=== Текст для чтения ===
——————
Отвечая на первый вопрос, можно с уверенностью утверждать, что законодатель ни в одной из статей раздела 10 УПК РСФСР не упоминает термина “истина” в отличии от иных разделов, где данный термин встречается неоднократно. Наоборот, в ч.1 ст. 449 УПК установлено правило, согласно которому присяжные заседатели не устанавливают, что происходило в действительности, а отвечают на вопрос доказано или не доказано обвинение. А именно присяжные решают вопросы факта.
Значительное влияние на процесс доказывания оказывает принцип состязательности, на котором основывается, согласно ст. 429 УПК РСФСР, производство в суде присяжных. То есть состязательность оказывает влияние на те средства, при помощи которых осуществляется собирание и проверка доказательств. Так, при производстве с участием коллегии присяжных заседателей произошло значительное снижение роли председательствующего судьи, на которого ранее возлагалась обязанность принимать все предусмотренные уголовно-процессуальным кодексом меры к установлению истины. При рассмотрении уголовных дел в суде присяжных заседателей на председательствующего, равно как и на присяжных возлагается лишь функция арбитра в споре между сторонами. То есть, в силу ст. 420 и 429 УПК РСФСР с суда при производстве в соответствии с нормами раздела 10 УПК, снимается обязанность по достижению истины. Суд лишь обязан создавать необходимые условия для исследования обстоятельств дела сторонами.
——————
=== Строки данных ===
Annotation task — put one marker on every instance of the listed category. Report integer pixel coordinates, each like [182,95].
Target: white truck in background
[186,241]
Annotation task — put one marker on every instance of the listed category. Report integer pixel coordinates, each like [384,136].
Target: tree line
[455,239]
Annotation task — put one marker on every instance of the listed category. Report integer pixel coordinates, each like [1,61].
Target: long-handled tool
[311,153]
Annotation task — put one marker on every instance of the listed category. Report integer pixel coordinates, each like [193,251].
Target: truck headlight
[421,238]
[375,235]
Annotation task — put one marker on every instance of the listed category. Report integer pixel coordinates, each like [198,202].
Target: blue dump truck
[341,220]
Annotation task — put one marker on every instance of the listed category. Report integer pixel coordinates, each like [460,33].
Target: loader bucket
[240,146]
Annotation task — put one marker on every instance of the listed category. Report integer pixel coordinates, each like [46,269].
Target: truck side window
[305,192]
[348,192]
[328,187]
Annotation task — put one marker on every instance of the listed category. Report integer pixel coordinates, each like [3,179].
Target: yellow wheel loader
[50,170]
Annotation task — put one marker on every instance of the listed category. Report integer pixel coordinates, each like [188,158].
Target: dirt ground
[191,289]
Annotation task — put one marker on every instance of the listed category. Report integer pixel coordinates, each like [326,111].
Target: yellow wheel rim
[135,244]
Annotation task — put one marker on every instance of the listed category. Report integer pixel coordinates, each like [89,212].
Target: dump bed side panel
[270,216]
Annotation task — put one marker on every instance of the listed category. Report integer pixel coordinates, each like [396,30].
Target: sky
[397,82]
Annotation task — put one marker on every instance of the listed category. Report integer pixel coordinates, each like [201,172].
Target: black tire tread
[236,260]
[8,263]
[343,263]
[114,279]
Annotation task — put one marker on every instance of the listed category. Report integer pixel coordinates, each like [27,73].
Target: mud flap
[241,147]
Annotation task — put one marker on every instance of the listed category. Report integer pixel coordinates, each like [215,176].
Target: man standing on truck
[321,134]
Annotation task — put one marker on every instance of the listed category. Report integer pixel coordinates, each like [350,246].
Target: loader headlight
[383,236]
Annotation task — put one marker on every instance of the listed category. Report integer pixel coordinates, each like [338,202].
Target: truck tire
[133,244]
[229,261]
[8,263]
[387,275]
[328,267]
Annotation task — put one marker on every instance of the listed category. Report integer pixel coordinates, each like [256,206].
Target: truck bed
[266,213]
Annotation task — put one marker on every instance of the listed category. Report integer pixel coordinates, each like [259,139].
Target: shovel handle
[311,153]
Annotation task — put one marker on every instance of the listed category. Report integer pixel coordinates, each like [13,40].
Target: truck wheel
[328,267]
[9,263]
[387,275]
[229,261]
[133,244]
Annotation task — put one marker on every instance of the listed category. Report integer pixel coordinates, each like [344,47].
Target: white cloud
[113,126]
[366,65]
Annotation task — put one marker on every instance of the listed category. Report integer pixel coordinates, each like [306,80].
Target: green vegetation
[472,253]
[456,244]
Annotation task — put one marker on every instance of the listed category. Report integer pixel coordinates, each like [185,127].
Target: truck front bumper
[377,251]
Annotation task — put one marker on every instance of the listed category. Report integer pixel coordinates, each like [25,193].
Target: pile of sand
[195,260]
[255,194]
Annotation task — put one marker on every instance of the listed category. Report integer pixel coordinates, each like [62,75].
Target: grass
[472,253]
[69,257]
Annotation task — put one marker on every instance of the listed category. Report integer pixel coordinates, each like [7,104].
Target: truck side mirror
——————
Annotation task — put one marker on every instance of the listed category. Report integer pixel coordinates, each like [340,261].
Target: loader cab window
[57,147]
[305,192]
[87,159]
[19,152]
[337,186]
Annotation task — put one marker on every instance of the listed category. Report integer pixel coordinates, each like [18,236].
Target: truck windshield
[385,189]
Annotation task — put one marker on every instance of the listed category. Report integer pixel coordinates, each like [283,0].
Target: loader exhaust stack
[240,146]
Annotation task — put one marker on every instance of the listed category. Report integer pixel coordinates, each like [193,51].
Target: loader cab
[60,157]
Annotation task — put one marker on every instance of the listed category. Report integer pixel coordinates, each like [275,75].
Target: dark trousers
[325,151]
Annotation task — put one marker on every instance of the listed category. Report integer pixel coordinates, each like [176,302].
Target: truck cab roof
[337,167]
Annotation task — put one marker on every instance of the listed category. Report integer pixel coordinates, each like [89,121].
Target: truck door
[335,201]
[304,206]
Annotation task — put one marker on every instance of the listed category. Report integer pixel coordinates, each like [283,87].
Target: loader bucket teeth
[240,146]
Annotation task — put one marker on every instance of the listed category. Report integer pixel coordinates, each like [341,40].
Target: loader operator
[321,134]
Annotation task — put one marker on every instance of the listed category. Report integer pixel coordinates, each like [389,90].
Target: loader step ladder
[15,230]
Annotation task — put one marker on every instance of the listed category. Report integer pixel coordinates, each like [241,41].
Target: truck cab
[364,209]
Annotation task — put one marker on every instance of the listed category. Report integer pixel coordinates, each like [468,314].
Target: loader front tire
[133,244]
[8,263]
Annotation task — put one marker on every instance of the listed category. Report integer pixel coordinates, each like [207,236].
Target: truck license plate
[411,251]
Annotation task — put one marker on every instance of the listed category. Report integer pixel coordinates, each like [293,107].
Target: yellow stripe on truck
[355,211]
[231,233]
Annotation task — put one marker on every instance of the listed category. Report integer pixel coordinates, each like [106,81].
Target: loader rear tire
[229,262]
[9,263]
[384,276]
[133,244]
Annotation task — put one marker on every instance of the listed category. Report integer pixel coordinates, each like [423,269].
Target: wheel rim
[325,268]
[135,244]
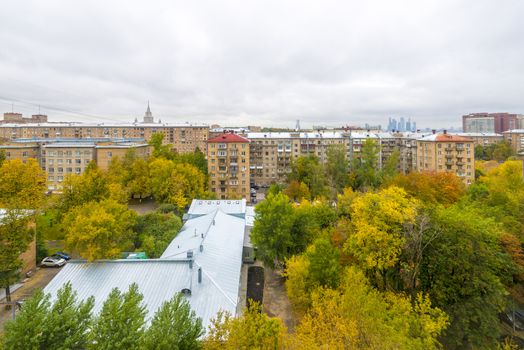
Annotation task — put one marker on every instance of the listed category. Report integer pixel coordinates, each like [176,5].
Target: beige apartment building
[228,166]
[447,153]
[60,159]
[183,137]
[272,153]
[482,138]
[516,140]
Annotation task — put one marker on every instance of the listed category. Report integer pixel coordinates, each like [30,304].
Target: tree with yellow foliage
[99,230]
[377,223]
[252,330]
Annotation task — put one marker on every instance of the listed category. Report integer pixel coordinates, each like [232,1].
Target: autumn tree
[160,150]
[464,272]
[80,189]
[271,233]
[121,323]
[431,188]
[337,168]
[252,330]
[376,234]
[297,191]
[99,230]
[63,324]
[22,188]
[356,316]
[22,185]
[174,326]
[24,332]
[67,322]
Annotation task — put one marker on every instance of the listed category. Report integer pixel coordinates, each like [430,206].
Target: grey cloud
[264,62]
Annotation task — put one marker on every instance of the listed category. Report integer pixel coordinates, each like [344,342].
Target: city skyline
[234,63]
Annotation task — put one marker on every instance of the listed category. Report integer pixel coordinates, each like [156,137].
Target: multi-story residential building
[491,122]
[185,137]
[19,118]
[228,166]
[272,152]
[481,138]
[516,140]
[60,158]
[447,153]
——————
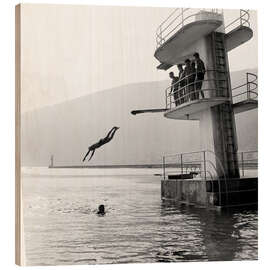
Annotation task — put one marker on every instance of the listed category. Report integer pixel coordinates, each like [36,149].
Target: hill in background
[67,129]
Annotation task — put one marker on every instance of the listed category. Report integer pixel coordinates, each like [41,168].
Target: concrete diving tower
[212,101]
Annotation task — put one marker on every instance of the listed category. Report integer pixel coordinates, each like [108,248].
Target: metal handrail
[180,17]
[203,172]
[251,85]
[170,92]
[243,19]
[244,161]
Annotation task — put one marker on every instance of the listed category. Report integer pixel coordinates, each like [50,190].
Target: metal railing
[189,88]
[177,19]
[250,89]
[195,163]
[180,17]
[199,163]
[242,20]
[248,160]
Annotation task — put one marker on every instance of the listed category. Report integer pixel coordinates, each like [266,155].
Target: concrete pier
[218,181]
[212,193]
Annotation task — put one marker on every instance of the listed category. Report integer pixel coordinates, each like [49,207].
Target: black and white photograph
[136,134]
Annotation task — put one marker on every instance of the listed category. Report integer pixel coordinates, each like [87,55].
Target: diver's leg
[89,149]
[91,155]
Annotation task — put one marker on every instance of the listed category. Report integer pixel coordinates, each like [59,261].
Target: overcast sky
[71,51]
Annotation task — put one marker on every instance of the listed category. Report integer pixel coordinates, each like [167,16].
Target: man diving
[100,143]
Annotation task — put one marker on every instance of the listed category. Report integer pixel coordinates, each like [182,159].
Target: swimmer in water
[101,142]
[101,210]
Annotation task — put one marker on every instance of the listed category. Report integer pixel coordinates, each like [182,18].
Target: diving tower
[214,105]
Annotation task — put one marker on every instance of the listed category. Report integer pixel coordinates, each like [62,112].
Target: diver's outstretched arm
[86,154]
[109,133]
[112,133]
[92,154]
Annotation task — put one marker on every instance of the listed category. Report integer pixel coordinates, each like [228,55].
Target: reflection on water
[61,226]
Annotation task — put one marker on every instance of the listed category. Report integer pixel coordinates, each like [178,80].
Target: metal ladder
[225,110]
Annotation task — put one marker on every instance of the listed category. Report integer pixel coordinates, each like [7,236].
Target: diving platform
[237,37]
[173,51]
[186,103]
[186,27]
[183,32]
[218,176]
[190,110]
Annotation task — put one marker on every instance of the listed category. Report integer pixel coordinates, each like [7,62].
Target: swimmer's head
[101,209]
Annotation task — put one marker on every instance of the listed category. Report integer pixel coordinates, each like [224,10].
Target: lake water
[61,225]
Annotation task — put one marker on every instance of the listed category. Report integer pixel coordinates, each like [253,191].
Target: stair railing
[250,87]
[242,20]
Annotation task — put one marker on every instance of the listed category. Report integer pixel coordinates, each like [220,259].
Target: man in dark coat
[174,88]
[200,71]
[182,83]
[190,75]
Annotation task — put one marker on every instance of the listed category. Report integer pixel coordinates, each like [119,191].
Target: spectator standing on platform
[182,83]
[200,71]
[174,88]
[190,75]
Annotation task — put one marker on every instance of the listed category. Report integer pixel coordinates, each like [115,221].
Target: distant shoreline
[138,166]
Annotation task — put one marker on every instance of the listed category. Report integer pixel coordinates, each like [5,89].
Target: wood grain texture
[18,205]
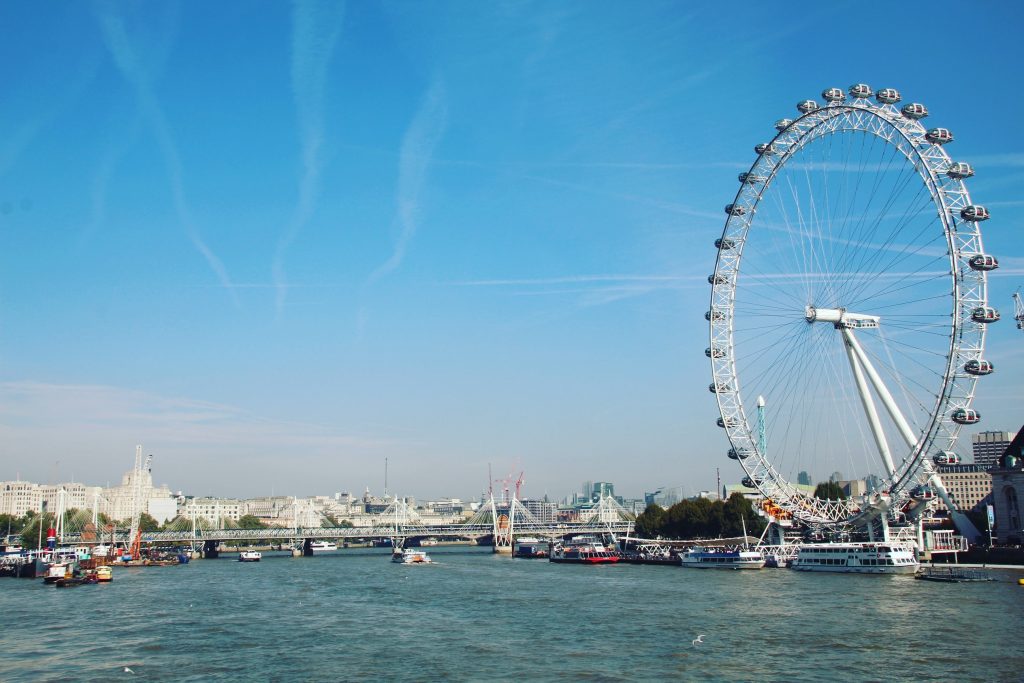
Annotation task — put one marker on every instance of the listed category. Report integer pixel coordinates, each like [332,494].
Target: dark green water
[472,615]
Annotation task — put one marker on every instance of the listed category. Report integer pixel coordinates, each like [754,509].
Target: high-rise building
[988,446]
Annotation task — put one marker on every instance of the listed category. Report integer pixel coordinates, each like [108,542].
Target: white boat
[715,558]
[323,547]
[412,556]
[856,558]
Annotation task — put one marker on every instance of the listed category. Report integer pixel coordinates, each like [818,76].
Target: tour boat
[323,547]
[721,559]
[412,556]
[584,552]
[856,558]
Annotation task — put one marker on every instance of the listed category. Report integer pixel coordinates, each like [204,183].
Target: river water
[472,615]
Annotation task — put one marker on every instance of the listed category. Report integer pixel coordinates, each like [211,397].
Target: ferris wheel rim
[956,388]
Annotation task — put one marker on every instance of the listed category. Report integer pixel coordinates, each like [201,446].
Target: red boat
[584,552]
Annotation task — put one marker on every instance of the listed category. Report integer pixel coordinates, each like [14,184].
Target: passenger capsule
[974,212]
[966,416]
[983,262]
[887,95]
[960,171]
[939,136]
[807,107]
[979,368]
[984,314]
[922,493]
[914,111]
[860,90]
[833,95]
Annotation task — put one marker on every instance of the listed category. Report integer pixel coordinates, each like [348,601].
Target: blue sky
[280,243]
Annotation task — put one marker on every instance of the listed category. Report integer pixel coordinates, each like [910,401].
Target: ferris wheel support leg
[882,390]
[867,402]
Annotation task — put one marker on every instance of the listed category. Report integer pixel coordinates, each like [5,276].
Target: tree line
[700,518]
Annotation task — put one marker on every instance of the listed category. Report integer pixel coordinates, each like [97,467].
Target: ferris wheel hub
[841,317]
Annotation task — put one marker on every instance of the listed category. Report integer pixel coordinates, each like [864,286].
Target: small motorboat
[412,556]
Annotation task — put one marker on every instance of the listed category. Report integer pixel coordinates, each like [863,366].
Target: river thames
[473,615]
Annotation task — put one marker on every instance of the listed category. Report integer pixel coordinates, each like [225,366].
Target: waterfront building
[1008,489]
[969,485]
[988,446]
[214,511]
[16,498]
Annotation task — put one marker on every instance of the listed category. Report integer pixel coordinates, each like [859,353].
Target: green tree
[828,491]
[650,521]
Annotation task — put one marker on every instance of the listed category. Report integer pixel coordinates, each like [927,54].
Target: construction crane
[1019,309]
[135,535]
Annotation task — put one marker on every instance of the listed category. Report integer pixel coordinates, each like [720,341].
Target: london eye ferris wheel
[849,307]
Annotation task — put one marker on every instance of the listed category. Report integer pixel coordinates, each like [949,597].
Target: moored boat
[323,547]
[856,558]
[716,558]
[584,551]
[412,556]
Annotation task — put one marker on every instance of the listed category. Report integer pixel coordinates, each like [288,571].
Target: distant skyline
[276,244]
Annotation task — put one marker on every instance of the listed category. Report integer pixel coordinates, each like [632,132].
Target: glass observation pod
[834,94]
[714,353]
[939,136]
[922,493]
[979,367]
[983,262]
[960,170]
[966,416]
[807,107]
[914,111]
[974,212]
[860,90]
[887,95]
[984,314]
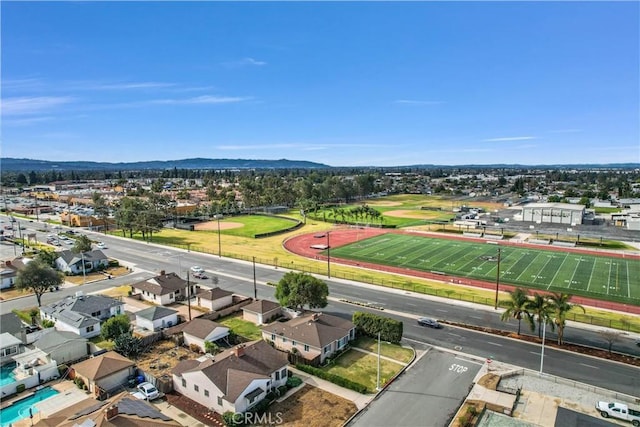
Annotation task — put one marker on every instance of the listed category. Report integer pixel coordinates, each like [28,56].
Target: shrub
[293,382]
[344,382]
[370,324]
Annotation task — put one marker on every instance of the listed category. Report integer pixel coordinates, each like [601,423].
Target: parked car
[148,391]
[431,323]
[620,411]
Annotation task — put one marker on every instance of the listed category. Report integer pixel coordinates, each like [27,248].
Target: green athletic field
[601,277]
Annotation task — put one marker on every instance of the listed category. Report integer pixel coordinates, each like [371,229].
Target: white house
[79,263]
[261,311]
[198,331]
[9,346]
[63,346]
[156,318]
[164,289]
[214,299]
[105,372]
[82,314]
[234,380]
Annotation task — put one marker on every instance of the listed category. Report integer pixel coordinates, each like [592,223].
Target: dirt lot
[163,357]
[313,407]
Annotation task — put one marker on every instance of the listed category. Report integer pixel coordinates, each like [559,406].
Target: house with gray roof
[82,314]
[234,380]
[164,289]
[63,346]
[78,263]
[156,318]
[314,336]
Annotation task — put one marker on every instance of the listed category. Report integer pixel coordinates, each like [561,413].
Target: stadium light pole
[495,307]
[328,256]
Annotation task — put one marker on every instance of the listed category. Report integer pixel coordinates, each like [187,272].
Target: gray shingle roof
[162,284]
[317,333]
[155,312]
——————
=== Поставленная задача 1 ===
Повторите дословно отрывок из текста о суде присяжных, начиная со слов «Отвечая на первый» и заканчивая словами «решают вопросы факта.».
=== Поставленная задача 2 ===
Ответьте на вопросы по тексту о суде присяжных:
(a) На какой вопрос, согласно ч.1 ст. 449 УПК, отвечают присяжные заседатели?
(b) На каком принципе, согласно ст. 429 УПК РСФСР, основывается производство в суде присяжных?
(c) Какая функция возлагается на председательствующего и на присяжных при рассмотрении уголовных дел в суде присяжных заседателей?
=== Поставленная задача 3 ===
Продолжите текст о доказывании в суде присяжных, начав сразу после его последнего предложения.

=== Верный ответ 1 ===
Отвечая на первый вопрос, можно с уверенностью утверждать, что законодатель ни в одной из статей раздела 10 УПК РСФСР не упоминает термина “истина” в отличии от иных разделов, где данный термин встречается неоднократно. Наоборот, в ч.1 ст. 449 УПК установлено правило, согласно которому присяжные заседатели не устанавливают, что происходило в действительности, а отвечают на вопрос доказано или не доказано обвинение. А именно присяжные решают вопросы факта.

=== Верный ответ 2 ===
(a) Доказано или не доказано обвинение.
(b) На принципе состязательности.
(c) Лишь функция арбитра в споре между сторонами.

=== Верный ответ 3 ===
Существует точка зрения, что состязательность как принцип является гарантией установления истины “в условиях столкновения двух противоположных функций, спора, борьбы мнений, аргументов каждое обстоятельство исследуется, когда каждое доказательство проверяется по углом зрения и обвинения, и защиты”[15] . Но представляется, что состязательность не гарантирует достижения истины, а лишь максимально способствует приближению к ней. В доказательство этого можно привести мнение Федерального судьи Франкела (США), который заявил:” Редко встречается такое дело, в котором любая из сторон стремилась бы к тому что бы свидетель или кто либо другой раскрыл всю правду”[16] . Но состязательная система заинтересована в выявлении истины (в той мере в какой это было изложено выше), трудно представить такое дело, в котором стороны совместно не стремились бы к выявлению и представлению всей информации, действительно относящейся к решаемому вопросу.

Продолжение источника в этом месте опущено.